(Available data)
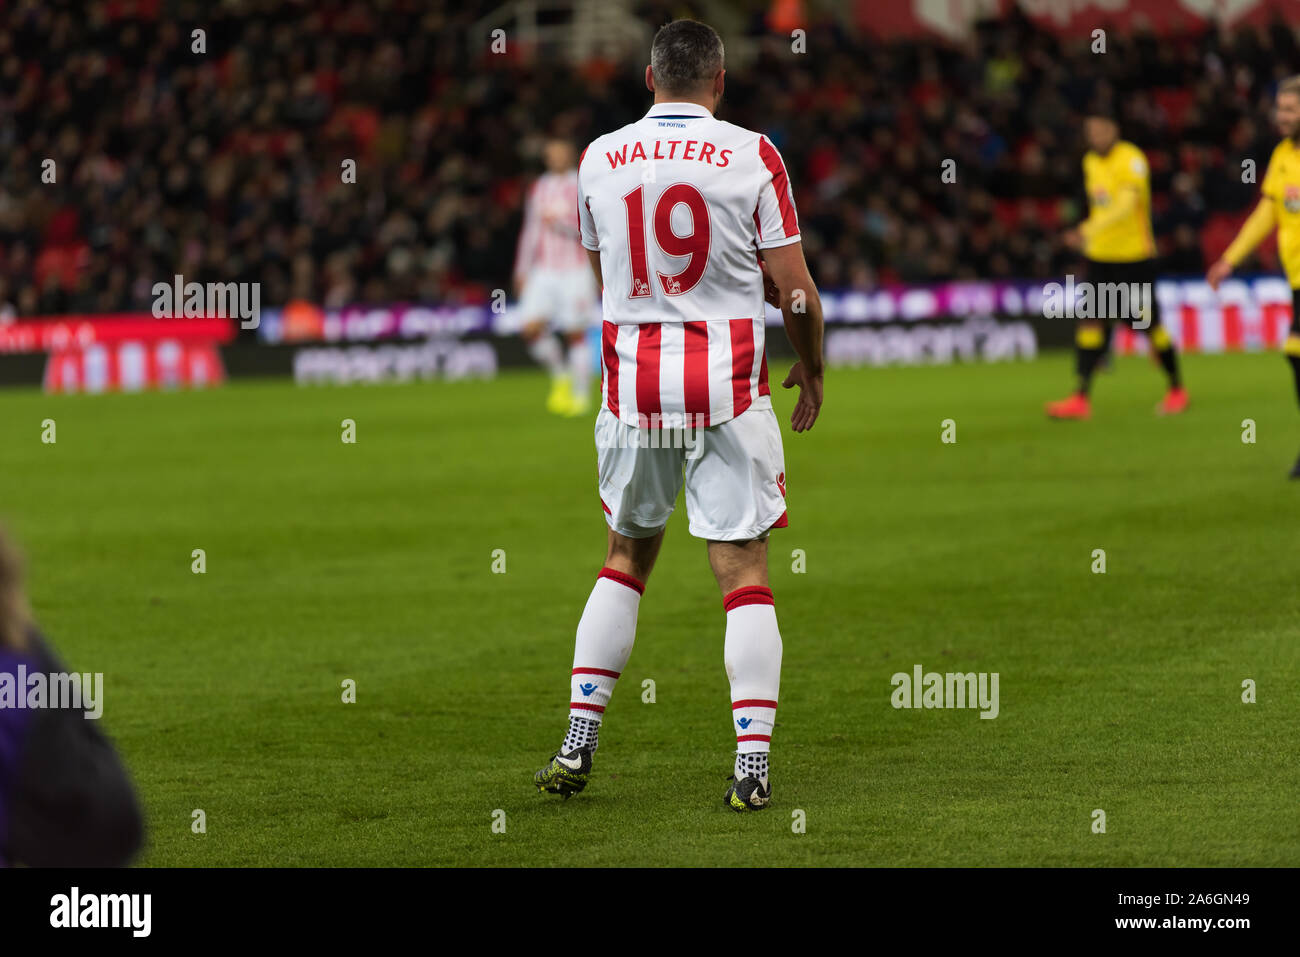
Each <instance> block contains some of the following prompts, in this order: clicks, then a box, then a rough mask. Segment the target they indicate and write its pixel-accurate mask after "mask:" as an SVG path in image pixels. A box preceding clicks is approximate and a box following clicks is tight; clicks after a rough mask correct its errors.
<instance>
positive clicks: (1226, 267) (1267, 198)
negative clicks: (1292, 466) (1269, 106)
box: [1205, 77, 1300, 479]
mask: <svg viewBox="0 0 1300 957" xmlns="http://www.w3.org/2000/svg"><path fill="white" fill-rule="evenodd" d="M1277 122H1278V131H1279V133H1281V134H1282V137H1283V139H1282V142H1281V143H1278V146H1277V148H1275V150H1274V151H1273V156H1270V157H1269V168H1268V170H1265V173H1264V182H1262V183H1261V185H1260V194H1261V195H1260V204H1258V205H1257V207H1255V212H1253V213H1251V217H1249V218H1248V220H1247V221H1245V222H1243V224H1242V229H1240V231H1239V233H1238V234H1236V238H1235V239H1234V241H1232V243H1231V244H1230V246H1229V247H1227V250H1225V251H1223V256H1222V257H1221V259H1219V260H1218V261H1217V263H1216V264H1214V265H1212V267H1210V269H1209V273H1206V276H1205V280H1206V281H1208V282H1209V283H1210V287H1212V289H1218V286H1219V283H1221V282H1222V281H1223V280H1226V278H1227V277H1229V276H1230V274H1231V273H1232V269H1235V268H1236V267H1238V265H1239V264H1240V263H1242V260H1243V259H1245V257H1247V256H1248V255H1249V254H1251V250H1253V248H1255V247H1256V246H1258V244H1260V243H1261V242H1264V238H1265V237H1268V235H1269V233H1271V231H1273V228H1274V226H1277V229H1278V255H1279V256H1281V257H1282V268H1283V269H1286V272H1287V282H1290V283H1291V332H1290V334H1288V335H1287V341H1286V343H1284V346H1283V352H1286V356H1287V361H1290V363H1291V374H1292V377H1294V380H1295V386H1296V398H1297V399H1300V146H1297V140H1300V77H1291V78H1288V79H1284V81H1283V82H1282V83H1281V85H1279V86H1278V96H1277ZM1291 477H1292V479H1300V459H1297V460H1296V464H1295V465H1294V467H1292V468H1291Z"/></svg>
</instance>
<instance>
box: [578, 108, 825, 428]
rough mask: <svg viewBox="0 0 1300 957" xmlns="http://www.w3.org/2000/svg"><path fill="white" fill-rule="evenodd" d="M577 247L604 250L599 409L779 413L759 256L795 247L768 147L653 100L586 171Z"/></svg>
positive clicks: (776, 167)
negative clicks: (771, 364)
mask: <svg viewBox="0 0 1300 957" xmlns="http://www.w3.org/2000/svg"><path fill="white" fill-rule="evenodd" d="M578 221H580V222H581V228H582V246H585V247H586V248H589V250H599V252H601V274H602V277H603V280H604V291H603V294H602V306H603V311H604V328H603V347H602V359H603V363H602V365H603V369H604V376H603V387H604V404H606V407H607V408H608V410H610V411H611V412H612V413H614V415H616V416H619V419H620V420H623V421H625V423H628V424H629V425H636V426H646V425H647V424H655V423H658V424H659V425H662V426H664V428H680V426H684V425H706V426H707V425H719V424H722V423H724V421H727V420H728V419H733V417H735V416H737V415H740V413H741V412H744V411H745V410H746V408H771V406H772V399H771V390H770V389H768V385H767V356H766V354H764V348H763V325H764V322H763V317H764V313H766V308H764V306H763V276H762V270H761V269H759V263H758V252H757V251H758V250H761V248H771V247H775V246H785V244H788V243H793V242H798V239H800V225H798V217H797V215H796V211H794V198H793V194H792V191H790V182H789V177H788V176H787V174H785V164H784V163H781V156H780V153H777V151H776V147H774V146H772V143H771V140H770V139H768V138H767V137H764V135H762V134H759V133H754V131H751V130H746V129H742V127H740V126H735V125H733V124H728V122H723V121H720V120H715V118H714V117H712V114H711V113H710V112H708V111H707V109H706V108H705V107H701V105H697V104H694V103H656V104H655V105H654V107H651V108H650V112H649V113H646V114H645V117H642V118H641V120H638V121H637V122H634V124H629V125H627V126H624V127H623V129H620V130H616V131H614V133H608V134H606V135H603V137H599V138H597V139H595V140H593V142H591V144H590V146H589V147H588V148H586V150H585V151H584V153H582V159H581V160H580V161H578Z"/></svg>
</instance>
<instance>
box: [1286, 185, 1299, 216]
mask: <svg viewBox="0 0 1300 957" xmlns="http://www.w3.org/2000/svg"><path fill="white" fill-rule="evenodd" d="M1282 205H1284V207H1286V209H1287V212H1288V213H1300V186H1287V187H1286V191H1284V192H1283V196H1282Z"/></svg>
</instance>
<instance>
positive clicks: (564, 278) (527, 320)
mask: <svg viewBox="0 0 1300 957" xmlns="http://www.w3.org/2000/svg"><path fill="white" fill-rule="evenodd" d="M516 315H517V325H519V326H520V328H521V326H523V325H524V324H525V322H537V321H545V322H547V324H550V328H551V329H555V330H558V332H565V333H580V332H582V330H584V329H586V328H589V326H591V325H593V324H594V322H595V320H597V302H595V277H594V276H593V274H591V269H590V267H582V268H581V269H534V270H533V272H530V273H529V274H528V278H526V280H524V294H523V295H521V296H520V299H519V309H517V313H516Z"/></svg>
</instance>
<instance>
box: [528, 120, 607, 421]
mask: <svg viewBox="0 0 1300 957" xmlns="http://www.w3.org/2000/svg"><path fill="white" fill-rule="evenodd" d="M542 156H543V160H545V163H546V172H545V173H543V174H542V176H541V177H538V178H537V181H536V182H534V183H533V186H532V189H530V190H529V192H528V200H526V204H525V207H524V230H523V233H520V237H519V248H517V252H516V256H515V290H516V294H517V295H519V315H520V317H521V320H523V324H524V325H523V335H524V341H525V342H526V343H528V351H529V354H530V355H532V356H533V359H536V360H537V363H538V364H539V365H541V367H542V368H545V369H546V371H547V372H549V373H550V376H551V391H550V395H549V397H547V399H546V408H547V410H549V411H551V412H554V413H556V415H568V416H577V415H585V413H588V412H590V410H591V398H590V381H591V367H593V355H591V348H590V346H588V341H586V333H588V329H589V328H590V326H591V324H593V322H594V320H595V291H597V290H595V280H594V277H593V276H591V268H590V265H589V264H588V260H586V251H585V250H584V248H582V244H581V243H580V242H578V226H577V166H576V165H575V163H573V146H572V143H569V142H567V140H564V139H549V140H547V142H546V146H545V148H543V152H542ZM556 333H558V334H559V335H560V337H562V338H563V339H564V345H565V346H567V355H565V348H564V347H562V346H560V342H559V339H558V338H556Z"/></svg>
(End Available data)
> Work order
Reproduce all of the material above line for line without altering anything, and leave the picture out of your copy.

> Solution to this problem
Each <instance> block contains some of the following prompts, in this order: clicks, then a box, then a rough mask. Segment the target they indicate and write its pixel-accurate mask after "mask:" as an SVG path in image pixels. A box preceding clicks is approximate and a box following clicks is tight; clicks after a rough mask correct its errors.
<instance>
positive clicks: (1226, 267) (1267, 198)
negative clicks: (1292, 466) (1269, 106)
box: [1205, 77, 1300, 479]
mask: <svg viewBox="0 0 1300 957" xmlns="http://www.w3.org/2000/svg"><path fill="white" fill-rule="evenodd" d="M1277 122H1278V131H1279V133H1281V134H1282V137H1283V139H1282V142H1281V143H1278V146H1277V148H1275V150H1274V151H1273V156H1270V157H1269V168H1268V170H1265V173H1264V182H1262V183H1261V185H1260V194H1261V195H1260V204H1258V205H1257V207H1255V212H1253V213H1251V217H1249V218H1248V220H1247V221H1245V222H1243V224H1242V229H1240V231H1239V233H1238V234H1236V238H1235V239H1234V241H1232V243H1231V244H1230V246H1229V247H1227V250H1225V251H1223V256H1222V257H1221V259H1219V260H1218V261H1217V263H1216V264H1214V265H1212V267H1210V269H1209V273H1206V276H1205V280H1206V281H1208V282H1209V283H1210V287H1212V289H1218V286H1219V283H1221V282H1222V281H1223V280H1226V278H1227V277H1229V276H1230V274H1231V273H1232V269H1235V268H1236V267H1238V265H1239V264H1240V263H1242V260H1243V259H1245V257H1247V256H1248V255H1249V254H1251V250H1253V248H1255V247H1256V246H1258V244H1260V243H1261V242H1264V238H1265V237H1268V235H1269V233H1271V231H1273V228H1274V226H1277V229H1278V255H1279V256H1281V257H1282V268H1283V269H1286V272H1287V282H1290V283H1291V332H1290V334H1288V335H1287V341H1286V343H1284V346H1283V352H1286V356H1287V361H1290V363H1291V374H1292V377H1294V380H1295V386H1296V398H1297V399H1300V146H1297V140H1300V77H1291V78H1288V79H1284V81H1283V82H1282V83H1281V85H1279V86H1278V96H1277ZM1291 477H1292V479H1300V459H1297V460H1296V464H1295V465H1294V467H1292V468H1291Z"/></svg>
</instance>
<instance>
box: [578, 108, 825, 428]
rough mask: <svg viewBox="0 0 1300 957" xmlns="http://www.w3.org/2000/svg"><path fill="white" fill-rule="evenodd" d="M577 247L604 250L599 409L779 413L759 256L795 247L768 147L653 100L586 171Z"/></svg>
positive clicks: (776, 167)
negative clicks: (771, 364)
mask: <svg viewBox="0 0 1300 957" xmlns="http://www.w3.org/2000/svg"><path fill="white" fill-rule="evenodd" d="M578 221H580V222H581V228H582V246H585V247H586V248H589V250H599V252H601V274H602V277H603V280H604V291H603V294H602V306H603V311H604V328H603V347H602V359H603V363H602V365H603V369H604V376H603V387H604V404H606V407H607V408H608V410H610V411H611V412H612V413H614V415H616V416H619V419H620V420H623V421H625V423H628V424H629V425H636V426H646V425H647V424H655V423H658V424H659V425H662V426H664V428H680V426H684V425H706V426H707V425H719V424H722V423H724V421H727V420H728V419H733V417H735V416H737V415H740V413H741V412H744V411H745V410H746V408H771V406H772V399H771V390H770V389H768V385H767V356H766V354H764V348H763V325H764V322H763V317H764V313H766V308H764V306H763V276H762V270H761V269H759V263H758V252H757V251H758V250H761V248H771V247H775V246H785V244H788V243H793V242H798V239H800V225H798V217H797V215H796V211H794V198H793V194H792V191H790V182H789V177H788V176H787V174H785V164H784V163H781V156H780V153H777V151H776V147H774V146H772V143H771V140H770V139H768V138H767V137H764V135H762V134H759V133H754V131H751V130H746V129H742V127H740V126H735V125H733V124H728V122H723V121H720V120H715V118H714V117H712V114H711V113H710V112H708V111H707V109H706V108H705V107H701V105H697V104H694V103H656V104H655V105H654V107H651V108H650V112H649V113H646V114H645V117H642V118H641V120H638V121H637V122H634V124H629V125H627V126H624V127H623V129H620V130H616V131H614V133H608V134H606V135H603V137H599V138H597V139H595V140H593V142H591V144H590V146H589V147H588V148H586V150H585V151H584V153H582V159H581V160H580V161H578Z"/></svg>
</instance>
<instance>
box: [1286, 185, 1299, 216]
mask: <svg viewBox="0 0 1300 957" xmlns="http://www.w3.org/2000/svg"><path fill="white" fill-rule="evenodd" d="M1282 205H1284V207H1286V209H1287V212H1288V213H1300V186H1287V187H1286V191H1284V192H1283V196H1282Z"/></svg>
</instance>
<instance>
positive clicks: (564, 278) (527, 320)
mask: <svg viewBox="0 0 1300 957" xmlns="http://www.w3.org/2000/svg"><path fill="white" fill-rule="evenodd" d="M516 315H517V325H519V326H520V328H521V326H523V325H524V324H525V322H537V321H545V322H547V324H550V328H551V329H555V330H558V332H565V333H580V332H582V330H584V329H586V328H589V326H591V325H593V324H594V322H595V320H597V302H595V277H594V276H593V274H591V269H590V267H582V268H581V269H534V270H533V272H530V273H529V274H528V278H526V280H524V294H523V295H521V296H520V299H519V309H517V313H516Z"/></svg>
</instance>
<instance>
box: [528, 120, 607, 421]
mask: <svg viewBox="0 0 1300 957" xmlns="http://www.w3.org/2000/svg"><path fill="white" fill-rule="evenodd" d="M542 156H543V160H545V163H546V172H545V173H543V174H542V176H541V177H538V178H537V181H536V182H534V183H533V186H532V189H530V190H529V192H528V200H526V204H525V207H524V230H523V233H520V237H519V248H517V252H516V256H515V290H516V294H517V295H519V315H520V317H521V320H523V324H524V325H523V335H524V341H525V342H526V343H528V351H529V354H530V355H532V356H533V359H536V360H537V363H538V364H539V365H541V367H542V368H545V369H546V371H547V372H549V373H550V376H551V391H550V395H549V397H547V399H546V408H547V410H549V411H551V412H554V413H556V415H568V416H577V415H585V413H588V412H590V410H591V398H590V381H591V367H593V355H591V348H590V346H588V341H586V333H588V329H589V328H590V326H591V324H593V322H594V320H595V291H597V290H595V280H594V277H593V276H591V268H590V265H589V264H588V260H586V251H585V250H584V248H582V244H581V243H580V242H578V226H577V166H576V165H575V163H573V146H572V143H569V142H567V140H564V139H549V140H547V142H546V146H545V148H543V152H542ZM556 333H558V334H559V335H560V337H562V338H563V339H564V345H565V346H567V355H565V348H564V347H562V346H560V342H559V339H558V338H556Z"/></svg>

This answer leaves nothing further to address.